- Instruction a:
In the page scrolling extract, what does the modeling module 520 use as the origin of the three-dimensional page scrolling model?

- Extract provided:
= = =
The step divisions of the various methods as described above are only for description clarity, and in specific implementation, the steps may be combined into one step, or some steps can be decomposed into multiple steps for each; as long as the steps include the same logic relationship, the steps are within the protection scope of the present patent; adding insignificant modifications or introducing insignificant designs into an algorithm or a process does not change core designs of the algorithm or process, where the core designs of the algorithm or process are within the protection scope of the patent.

Embodiment 2 of the present disclosure relates to a system for achieving a page scrolling special effect. The system for achieving a page scrolling special effect may be applied in various types of video applications, and include an acquiring module 510, a modeling module 520, and a rendering module 530, as illustrated in FIG. 5.

The acquiring module 510 is configured to acquire a VR image having transparency.

The modeling module 520 is configured to construct a three-dimensional page scrolling model by using a central point of a quadrangle as an origin of the three-dimensional page scrolling model, and using a plane where the quadrangle is located as an XY plane, and is further configured to segment the quadrangle along the page scrolling direction, to obtain multiple grids, and convert, in the three-dimensional page scrolling model, point coordinates on the quadrangle segmented into multiple parts into point coordinates after page scrolling. A size of the quadrangle is consistent with that of the VR image, and pixel values of points in the quadrangle have a mapping relationship to pixel values of points on the VR image.
= = =
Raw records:
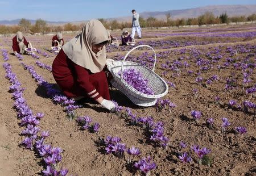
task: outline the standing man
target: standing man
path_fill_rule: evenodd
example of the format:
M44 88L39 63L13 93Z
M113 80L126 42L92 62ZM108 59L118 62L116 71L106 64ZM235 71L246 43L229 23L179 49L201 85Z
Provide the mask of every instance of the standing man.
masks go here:
M132 23L132 31L131 31L131 37L134 38L135 31L137 32L139 36L139 39L141 39L141 28L139 23L139 14L136 12L135 10L131 11L133 13L133 23Z

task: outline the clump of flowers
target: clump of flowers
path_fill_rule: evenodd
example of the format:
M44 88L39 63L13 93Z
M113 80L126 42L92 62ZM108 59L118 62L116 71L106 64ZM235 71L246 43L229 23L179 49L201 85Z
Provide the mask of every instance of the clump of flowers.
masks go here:
M245 127L236 127L235 128L236 131L240 134L240 135L241 135L241 136L242 136L242 135L243 134L245 134L246 133L247 133L247 129Z
M151 161L151 158L149 156L135 162L134 166L146 175L150 175L150 171L156 168L156 164Z
M141 151L138 148L135 148L134 146L132 146L131 148L129 148L126 150L127 153L129 155L129 158L127 159L127 163L133 163L133 158L135 156L138 156L141 154Z
M227 128L230 126L231 124L227 118L222 118L221 120L222 120L222 131L225 133Z
M181 155L179 156L179 158L184 163L189 162L192 161L191 157L188 156L187 152L181 153Z
M198 97L197 89L193 89L192 91L193 91L193 94L195 95L195 97L196 97L196 98L197 98L197 97Z
M105 150L107 154L113 154L118 158L123 158L126 149L126 144L121 143L120 137L115 136L107 136L104 140Z
M121 76L121 71L118 75ZM134 69L123 70L123 78L138 91L147 95L154 95L153 90L148 86L148 80L144 78L142 74Z
M167 148L169 144L169 139L164 136L163 123L162 121L155 123L151 131L152 135L150 136L150 140L155 141L160 146Z
M87 129L91 132L94 133L98 132L100 124L98 123L90 124L92 119L89 116L85 116L83 117L78 117L76 119L76 121L83 129Z

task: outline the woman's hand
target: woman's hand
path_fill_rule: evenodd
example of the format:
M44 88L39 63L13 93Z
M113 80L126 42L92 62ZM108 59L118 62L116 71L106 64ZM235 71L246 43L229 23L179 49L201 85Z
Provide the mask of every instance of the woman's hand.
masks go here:
M103 99L103 101L101 102L101 105L103 107L109 110L109 111L115 108L115 104L114 104L113 102L105 99Z

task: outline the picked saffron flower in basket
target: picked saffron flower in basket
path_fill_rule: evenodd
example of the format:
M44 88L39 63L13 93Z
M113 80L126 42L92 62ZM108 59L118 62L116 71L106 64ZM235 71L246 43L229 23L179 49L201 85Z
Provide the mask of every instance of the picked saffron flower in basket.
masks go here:
M121 72L118 73L118 75L121 76ZM148 86L148 80L144 78L139 71L133 68L126 69L123 72L123 78L138 91L145 94L154 94L153 90Z
M150 69L141 64L126 61L131 52L140 47L147 47L152 50L154 60ZM113 79L112 85L123 93L134 104L140 106L155 105L157 99L162 98L168 93L168 85L166 81L154 72L156 56L154 49L146 45L133 48L125 56L123 61L107 60L108 69Z

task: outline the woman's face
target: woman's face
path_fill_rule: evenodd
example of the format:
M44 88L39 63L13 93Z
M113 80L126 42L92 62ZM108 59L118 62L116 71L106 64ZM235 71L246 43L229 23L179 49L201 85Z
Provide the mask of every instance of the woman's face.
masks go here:
M95 54L97 54L97 52L102 49L104 45L105 44L92 44L92 50Z

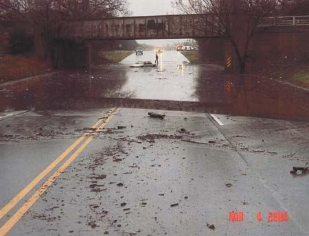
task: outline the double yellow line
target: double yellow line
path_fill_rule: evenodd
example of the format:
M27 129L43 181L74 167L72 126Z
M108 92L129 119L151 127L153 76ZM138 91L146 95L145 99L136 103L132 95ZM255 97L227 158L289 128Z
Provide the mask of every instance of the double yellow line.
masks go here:
M99 119L91 127L95 132L100 131L113 118L115 112L118 111L119 108L113 108L104 115L105 119ZM11 228L19 222L23 215L30 209L30 207L36 202L42 194L55 182L60 175L67 169L67 167L73 161L78 154L89 144L95 138L95 135L91 134L90 131L87 132L82 137L78 138L70 147L69 147L63 153L58 156L46 169L41 172L30 183L29 183L23 190L21 190L15 197L14 197L8 204L0 210L0 219L7 214L15 205L23 199L41 180L43 180L58 164L59 164L65 158L72 152L84 139L87 137L86 141L75 151L71 156L50 176L47 180L27 200L27 202L0 228L0 236L5 235ZM89 134L91 136L89 137Z

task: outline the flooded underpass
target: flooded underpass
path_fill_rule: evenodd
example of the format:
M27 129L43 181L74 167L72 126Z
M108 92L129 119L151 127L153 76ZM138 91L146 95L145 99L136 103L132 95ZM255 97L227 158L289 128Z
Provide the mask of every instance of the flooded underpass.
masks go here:
M153 56L1 86L0 235L308 235L308 91Z
M160 54L157 68L130 68L153 62L153 51L131 55L91 71L56 73L0 85L0 109L68 110L106 106L205 111L236 116L309 119L309 91L252 75L225 73L214 64L190 64L179 52Z

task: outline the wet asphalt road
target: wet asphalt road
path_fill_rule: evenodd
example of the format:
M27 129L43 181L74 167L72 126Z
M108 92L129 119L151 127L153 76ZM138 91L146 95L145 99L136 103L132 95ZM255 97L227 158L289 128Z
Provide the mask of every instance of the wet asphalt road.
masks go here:
M0 86L0 236L308 235L308 176L290 174L309 163L308 92L176 51L128 67L154 58ZM147 109L108 112L119 98Z
M1 143L1 206L108 110L1 121L13 135ZM308 123L216 115L219 126L209 114L149 111L120 108L8 235L308 235L308 176L290 174L308 164ZM232 211L244 222L229 222ZM288 221L268 222L269 211Z
M308 90L254 75L228 74L217 65L187 64L182 54L172 51L160 54L158 68L129 68L139 60L153 62L154 58L154 53L146 51L120 64L93 66L91 71L0 84L0 111L172 107L309 121Z

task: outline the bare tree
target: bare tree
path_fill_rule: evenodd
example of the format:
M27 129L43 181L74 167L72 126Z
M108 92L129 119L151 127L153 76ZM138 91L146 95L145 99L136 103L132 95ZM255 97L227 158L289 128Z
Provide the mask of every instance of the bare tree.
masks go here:
M58 37L64 21L126 15L127 5L127 0L0 0L0 16L33 26L42 39L44 57L58 64L55 48L66 43Z
M205 24L227 37L234 49L240 73L245 72L248 49L262 18L276 11L277 0L174 0L174 8L186 14L211 15ZM205 19L208 19L205 17Z

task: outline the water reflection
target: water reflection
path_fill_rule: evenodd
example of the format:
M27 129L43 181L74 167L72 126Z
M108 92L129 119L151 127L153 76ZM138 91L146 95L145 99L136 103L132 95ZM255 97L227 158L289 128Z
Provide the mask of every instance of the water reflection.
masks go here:
M54 75L0 85L0 110L103 107L106 98L121 98L168 104L156 108L175 108L173 101L181 101L176 109L211 107L232 115L309 120L309 92L274 80L228 75L216 65L191 65L176 52L161 54L159 68L129 68L137 59L150 60L152 54L134 54L120 64L95 67L91 74ZM143 107L152 108L152 104L143 102Z

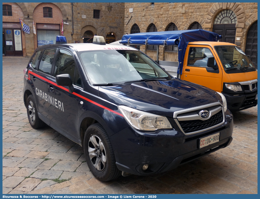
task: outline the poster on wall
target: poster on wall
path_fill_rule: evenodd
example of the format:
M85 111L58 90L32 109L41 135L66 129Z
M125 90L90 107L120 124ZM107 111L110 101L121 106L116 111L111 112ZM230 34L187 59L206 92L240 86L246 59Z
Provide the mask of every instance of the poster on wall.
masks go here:
M14 30L15 36L15 44L16 51L22 51L22 40L21 39L21 30Z
M38 40L38 47L48 44L53 44L53 41L46 41L46 40Z

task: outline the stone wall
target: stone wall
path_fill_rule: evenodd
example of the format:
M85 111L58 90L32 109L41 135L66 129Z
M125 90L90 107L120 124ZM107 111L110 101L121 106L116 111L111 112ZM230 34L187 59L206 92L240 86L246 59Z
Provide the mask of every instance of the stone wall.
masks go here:
M75 41L83 42L81 36L88 30L105 38L108 33L112 32L116 40L121 39L124 32L124 3L110 3L111 11L109 12L108 3L73 3L74 33L73 33L71 4L70 3L3 3L12 6L13 16L3 16L3 21L19 22L20 18L30 28L30 34L23 33L22 35L24 57L31 56L37 47L37 37L33 34L33 20L36 23L60 24L61 30L62 20L63 23L63 34L68 43ZM49 7L53 9L53 18L43 17L42 8ZM93 18L93 9L100 10L99 19ZM86 16L86 18L82 15ZM73 35L72 35L72 34Z
M84 33L90 30L94 35L102 36L105 39L109 32L114 33L116 41L122 38L124 32L124 3L110 3L111 11L107 6L109 3L74 3L74 34L73 41L83 43ZM93 18L93 10L100 10L99 19ZM86 18L84 18L85 15Z
M230 9L236 15L236 41L241 41L240 47L244 51L246 33L250 27L257 19L257 3L125 3L125 32L130 33L135 24L141 32L146 32L151 23L155 25L157 31L165 31L171 22L176 25L179 30L187 29L193 22L198 22L204 30L212 31L214 20L219 12ZM129 13L129 8L133 12ZM237 39L237 38L238 38ZM156 59L156 52L146 52L153 59ZM176 53L165 53L162 47L159 49L160 60L177 61Z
= = =
- Instruction b:
In the entries, take everything from the line containing "task: outline the wet asphalt road" down to the line containing "M308 90L254 75L228". Write those lines out again, changing "asphalt" to "concrete" and keeping everything else the same.

- Solution a:
The central point of a quadrangle.

- Solution b:
task: outline the wet concrete road
target: wet concrete road
path_fill_rule: evenodd
example of the format:
M27 129L43 181L74 167L72 126Z
M108 92L129 119L151 127L153 76ZM138 91L146 95L145 99L136 103L132 95ZM255 97L227 158L289 128Z
Provide the mask of every instance of the wet concrete road.
masks go here:
M0 86L0 236L308 235L308 176L290 174L309 163L308 92L176 51L128 67L154 58ZM147 109L108 112L119 98Z
M1 143L1 206L108 110L1 121L13 135ZM308 123L216 115L219 126L209 114L149 111L120 108L8 235L308 235L308 176L290 174L308 164ZM232 211L244 222L229 222ZM288 221L268 222L269 211Z
M308 90L254 75L228 74L217 65L187 64L182 54L172 51L160 54L158 68L129 68L139 60L153 62L154 58L154 53L146 51L120 64L93 66L91 71L0 84L0 111L172 107L309 121Z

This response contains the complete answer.